--- Begin ---

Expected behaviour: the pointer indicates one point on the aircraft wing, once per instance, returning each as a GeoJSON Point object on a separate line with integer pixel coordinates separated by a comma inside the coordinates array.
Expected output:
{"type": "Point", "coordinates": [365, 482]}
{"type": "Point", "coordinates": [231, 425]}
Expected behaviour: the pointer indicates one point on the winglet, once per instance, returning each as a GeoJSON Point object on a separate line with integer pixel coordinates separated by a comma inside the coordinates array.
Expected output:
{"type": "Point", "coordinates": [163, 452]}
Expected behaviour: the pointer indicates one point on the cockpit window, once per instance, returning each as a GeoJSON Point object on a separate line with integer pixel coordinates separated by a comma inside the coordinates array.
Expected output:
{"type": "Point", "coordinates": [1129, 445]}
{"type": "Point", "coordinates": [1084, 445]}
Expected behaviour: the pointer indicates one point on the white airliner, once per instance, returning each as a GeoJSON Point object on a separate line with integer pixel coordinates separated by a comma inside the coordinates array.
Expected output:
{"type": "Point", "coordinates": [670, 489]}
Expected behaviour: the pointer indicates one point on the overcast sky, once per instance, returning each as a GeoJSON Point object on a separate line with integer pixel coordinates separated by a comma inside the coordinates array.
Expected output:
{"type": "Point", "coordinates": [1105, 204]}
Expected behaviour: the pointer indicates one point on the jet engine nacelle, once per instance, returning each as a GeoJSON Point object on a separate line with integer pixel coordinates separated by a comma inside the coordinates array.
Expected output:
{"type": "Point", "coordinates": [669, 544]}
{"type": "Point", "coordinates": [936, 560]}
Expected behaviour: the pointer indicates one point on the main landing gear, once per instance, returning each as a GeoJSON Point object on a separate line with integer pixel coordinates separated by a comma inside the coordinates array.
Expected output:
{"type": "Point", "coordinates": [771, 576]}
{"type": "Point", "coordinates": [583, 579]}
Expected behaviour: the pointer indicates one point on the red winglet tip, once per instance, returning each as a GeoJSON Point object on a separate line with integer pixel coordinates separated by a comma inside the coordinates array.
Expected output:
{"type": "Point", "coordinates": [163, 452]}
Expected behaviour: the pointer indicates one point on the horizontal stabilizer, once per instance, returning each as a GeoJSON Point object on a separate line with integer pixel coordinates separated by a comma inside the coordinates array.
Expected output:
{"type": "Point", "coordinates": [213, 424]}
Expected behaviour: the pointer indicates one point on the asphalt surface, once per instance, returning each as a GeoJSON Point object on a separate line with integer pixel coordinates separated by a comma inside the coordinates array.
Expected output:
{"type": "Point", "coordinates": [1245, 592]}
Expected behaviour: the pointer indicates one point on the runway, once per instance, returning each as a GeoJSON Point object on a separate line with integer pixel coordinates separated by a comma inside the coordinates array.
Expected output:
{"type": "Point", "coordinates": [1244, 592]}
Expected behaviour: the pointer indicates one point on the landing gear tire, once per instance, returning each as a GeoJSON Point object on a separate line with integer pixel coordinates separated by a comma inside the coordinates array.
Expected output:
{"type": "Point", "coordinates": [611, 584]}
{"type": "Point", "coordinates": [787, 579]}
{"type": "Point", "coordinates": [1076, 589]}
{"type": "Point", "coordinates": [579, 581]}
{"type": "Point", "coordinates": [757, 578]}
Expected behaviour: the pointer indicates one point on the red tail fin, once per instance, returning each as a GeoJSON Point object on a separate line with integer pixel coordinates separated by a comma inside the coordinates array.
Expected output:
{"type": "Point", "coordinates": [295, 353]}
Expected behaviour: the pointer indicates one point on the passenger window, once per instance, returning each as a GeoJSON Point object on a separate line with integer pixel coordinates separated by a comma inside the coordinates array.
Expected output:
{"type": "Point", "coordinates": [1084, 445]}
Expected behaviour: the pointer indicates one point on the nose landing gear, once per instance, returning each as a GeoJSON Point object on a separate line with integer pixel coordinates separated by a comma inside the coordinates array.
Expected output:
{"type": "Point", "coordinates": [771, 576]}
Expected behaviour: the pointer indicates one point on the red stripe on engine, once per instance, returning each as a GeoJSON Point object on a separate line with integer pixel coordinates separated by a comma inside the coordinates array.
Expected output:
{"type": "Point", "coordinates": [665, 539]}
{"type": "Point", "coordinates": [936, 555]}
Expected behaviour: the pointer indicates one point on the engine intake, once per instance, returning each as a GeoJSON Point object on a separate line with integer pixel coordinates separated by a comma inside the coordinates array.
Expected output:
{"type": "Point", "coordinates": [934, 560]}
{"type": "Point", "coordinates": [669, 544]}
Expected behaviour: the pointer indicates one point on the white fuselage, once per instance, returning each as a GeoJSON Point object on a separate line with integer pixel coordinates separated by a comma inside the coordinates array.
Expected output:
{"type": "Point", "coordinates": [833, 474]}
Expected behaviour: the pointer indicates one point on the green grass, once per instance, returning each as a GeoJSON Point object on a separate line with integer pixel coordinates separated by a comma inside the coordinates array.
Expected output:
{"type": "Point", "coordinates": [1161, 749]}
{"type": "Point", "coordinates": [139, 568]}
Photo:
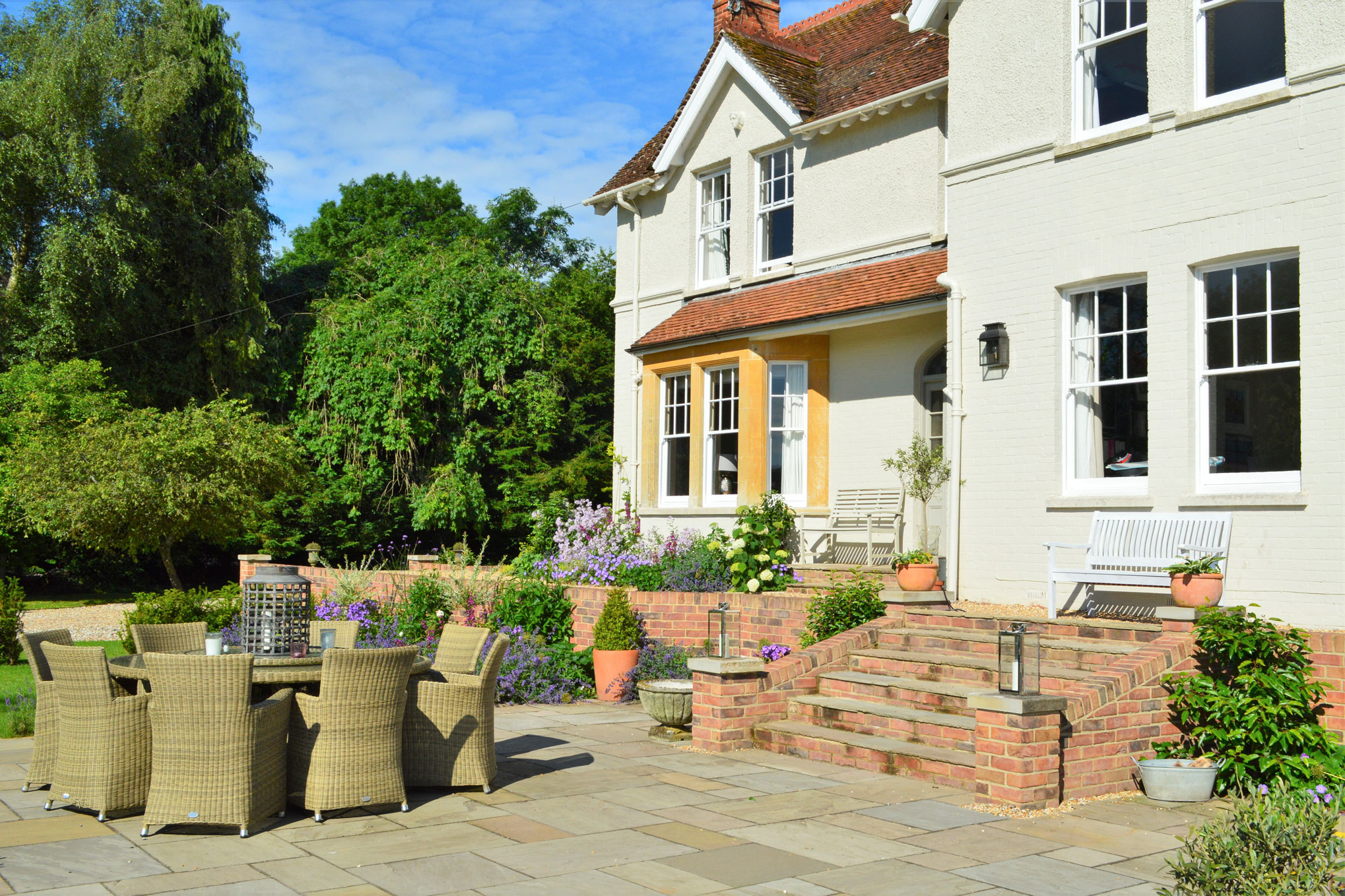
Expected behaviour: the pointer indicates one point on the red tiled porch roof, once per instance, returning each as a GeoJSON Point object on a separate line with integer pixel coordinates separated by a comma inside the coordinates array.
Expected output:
{"type": "Point", "coordinates": [806, 298]}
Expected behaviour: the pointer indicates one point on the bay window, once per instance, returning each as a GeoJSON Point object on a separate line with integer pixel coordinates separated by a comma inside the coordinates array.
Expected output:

--- End ---

#### [INSTRUCTIONS TO FOLLOW]
Copy out the listing exactly as it stands, but not the pictures.

#### [EXPECTED ANSWER]
Expected behaviour: the pointer indicates one point on the aircraft wing, once per instance, returning each as a GeoJSON Point object on a separate line with integer pixel coordinates separated by a comma inside the coordinates array.
Expected output:
{"type": "Point", "coordinates": [365, 482]}
{"type": "Point", "coordinates": [231, 425]}
Expected behaviour: the pointer indicates one point on the winglet, once per instance, returning each as a GeoJSON Point object on a separate line with integer pixel coordinates separated by a comma inside the coordinates array.
Expected output:
{"type": "Point", "coordinates": [163, 452]}
Expected behaviour: the pointer indicates one point on the cockpit window, once per instance, returning each as a GeoJSON Point object on a separate line with integer pixel coordinates separated by a comma inside the coordinates array.
Expected output:
{"type": "Point", "coordinates": [1129, 445]}
{"type": "Point", "coordinates": [1084, 445]}
Expected behaviour: the pointer indicates one point on the white airliner, once per instance, returning each as a GeoJSON Point object on a separate line with integer pixel coordinates separated by a comma inside the coordinates array.
Expected output:
{"type": "Point", "coordinates": [670, 489]}
Expected behaviour: the pointer indicates one point on the overcast sky, once per instance, returning each as a GeoJSON Point object on a separate line with integer pixel coordinates separated by a comma inside the coordinates array.
Expected output:
{"type": "Point", "coordinates": [1105, 204]}
Expected behaviour: the pointer indicates one point on the jet engine nacelle, once per instance, returning each as a GeoJSON Point object on a separate line with integer pixel coordinates separated by a comma inside the coordinates array.
Expected output:
{"type": "Point", "coordinates": [669, 544]}
{"type": "Point", "coordinates": [936, 560]}
Expected behaviour: the pointer indicates one point on the main landing gear, once per instance, returning each as a GeoJSON Point object on a separate line with integer pixel coordinates separated by a comma inside the coordinates array.
Expected output:
{"type": "Point", "coordinates": [771, 576]}
{"type": "Point", "coordinates": [583, 579]}
Expected behaviour: the pointer indicates one point on the red winglet tip, once per instance, returning each as a GeoJSON Point object on a separate line with integer pixel coordinates separated by a comma inside the coordinates array.
Expected output:
{"type": "Point", "coordinates": [163, 452]}
Expected behaviour: the pointer indicates one point on the horizontal stabilizer, once per instance, returning each as a GeoJSON Point object on a separate line with integer pixel coordinates separated by a comma inside the coordinates array.
Expected output:
{"type": "Point", "coordinates": [213, 424]}
Expected behaviour: the pointer indicates one point on the asphalt surface, once per instance, returning each as a GeoJSON Point object on a separate line with integer pixel coordinates separated by a comma inside the coordinates array.
Expected output:
{"type": "Point", "coordinates": [1245, 592]}
Expected behaviour: the pointer indicates one point on the runway, once per instance, returning each as a GeoJSON Point object on a separate line with integer pixel coordinates separated by a comma inside the coordinates array.
Expected output:
{"type": "Point", "coordinates": [1244, 592]}
Expected behaviour: the pointer indicates one point on the landing gear tire, once per instance, returning each as a GeoJSON Point object on a separate line with integer pixel coordinates separated by a comma inside the coordinates array.
Expected output:
{"type": "Point", "coordinates": [611, 584]}
{"type": "Point", "coordinates": [787, 579]}
{"type": "Point", "coordinates": [1076, 589]}
{"type": "Point", "coordinates": [579, 581]}
{"type": "Point", "coordinates": [757, 578]}
Expected behaviour: the pointer indicates one point on the red tail fin, once per instance, returning each as a GeoJSON Point object on a separate line with integer pixel coordinates separated by a comma inside the coordinates array.
Expected output:
{"type": "Point", "coordinates": [295, 353]}
Expected behaviour: the pointer indicates one point on the passenger window, once per instance, returning each as a GeoJSON Point object on a separate line with integer pixel coordinates separated by a comma inside the coordinates array.
Expected output:
{"type": "Point", "coordinates": [1084, 445]}
Expected behaviour: the pointer indicates one point on the nose landing gear, once per instance, returning each as a GeoJSON Point object on a separate line with integer pixel coordinates separated by a comma inside the coordinates array.
Expected output:
{"type": "Point", "coordinates": [771, 576]}
Expected behaviour: the pointer indicates one point on the red stripe on engine, once per instance, returning each as a GeoJSON Point object on a separate line with integer pixel coordinates separated by a comma inside the coordinates array.
Expected output:
{"type": "Point", "coordinates": [665, 539]}
{"type": "Point", "coordinates": [936, 555]}
Expected behaviour: the pointer indicates one point on the engine intake, once per instance, returning each as a GeoJSON Point object on a separate line with integer pixel coordinates separated by a comma inside the coordinates array.
Expected output:
{"type": "Point", "coordinates": [934, 560]}
{"type": "Point", "coordinates": [669, 544]}
Expected behaviour: the pointer indicates one point on the white fuselage, once per instance, returning each as a GeoJSON Point object on a separate line with integer pixel coordinates separated by a comma inside the coordinates array.
Expected output:
{"type": "Point", "coordinates": [833, 474]}
Expected behaviour: the pointer indicates one point on the green grass, once per instance, returning each as a GeoJSON Point object on a separate line with integer pixel coordinates separated by a comma inside the coordinates array.
Expected output:
{"type": "Point", "coordinates": [1161, 749]}
{"type": "Point", "coordinates": [139, 568]}
Photo:
Expected behaviour: the pointer indicates one point on the red tiled porch roof, once per instance, returning each as a GeoJSON Point object on a separate line with integer pixel coordinates separated by a comma inside the coordinates array.
Expected output:
{"type": "Point", "coordinates": [806, 298]}
Expected behaviour: the pointer indicates one point on the bay window, once per instance, returning each as a GeoJSON Point object on a separate line with integer pixel coordinates separated by a comma inside the coordinates array.
Expected output:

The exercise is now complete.